[Excerpted passage]:
——————————

Many people are of the opinion that if a woman rarely wants sex there is something physically wrong with her. Maybe her sexual desire, her libido, would improve with the help of medical treatment? What pill can be prescribed that would get her back on the right track?
Like in many other areas, some health professionals (and certainly pharmaceutical companies) quickly reduce interpersonal, social, and cultural problems to a hormonal imbalance, that can be - and should be remedied with something we can buy in the pharmacy.
The biggest misconception of our present time is that problems like low sexual desire or depression are all due to hormonal or chemical imbalance. A misconception that is widely fed and supported research financed by pharmaceutical companies whose huge profits rely on people reaching for 'the pill'.
A woman's desire for being sexually intimate with her partner may be physiological. In that case a treatment that increases her testosterone levels might help to increase her sexual desire. More often, however, the lack of libido is due to a web of every-day-stuff including physical and mental health, histories of sexual abuse, nutrition, exercise, body image, career/job satisfaction, financial worries, parenting worries, and the quality of one's relationship.

——————————

[Raw data]:
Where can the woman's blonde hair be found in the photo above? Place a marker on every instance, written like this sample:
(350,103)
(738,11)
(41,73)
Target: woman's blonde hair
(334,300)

——————————

[Tasks to complete]:
[A] Summarize the passage on low sexual desire in women in two sentences.
[B] In the passage on low sexual desire in women, which kinds of problems do some health professionals reduce to a hormonal imbalance? List them all.
[C] Please write the next part of the passage on low sexual desire in women, picking up after its final sentence.
The records are separate material from the passage on low sexual desire in women.

[Answers for this exercise]:
[A] Many people assume that a woman who rarely wants sex has a physical problem that medicine can fix, and some health professionals and pharmaceutical companies encourage this by reducing such problems to a hormonal or chemical imbalance. Low desire may sometimes be physiological and respond to testosterone treatment, but more often it comes from a web of everyday factors such as health, sexual abuse history, body image, financial and parenting worries, and the quality of the relationship.

[B]
- Interpersonal problems
- Social problems
- Cultural problems

[C]
Indeed, the lack of feeling loved, cared for, supported, listened to, respected, understood, and appreciated - to name just a few relational qualities - will without doubt translate into low sexual desire. The first port of call would be to assess the quality of the couple's relationship.
But just as in other areas of life, no two couples have the same needs. Sometimes a bottom-up approach is working:
improve the relationship = improve the sex-life.
For other couples a top-down approach is more successful:
improve the sex-life = improve the relationship.
Important to remember is that a relationship can suffer badly under the strain of opposing sexual needs. If your relationship is important to you, you can get help to tackle the problem in ways that suit you. Overwhelming evidence demonstrates that having successful relationships is the main ingredient to happiness.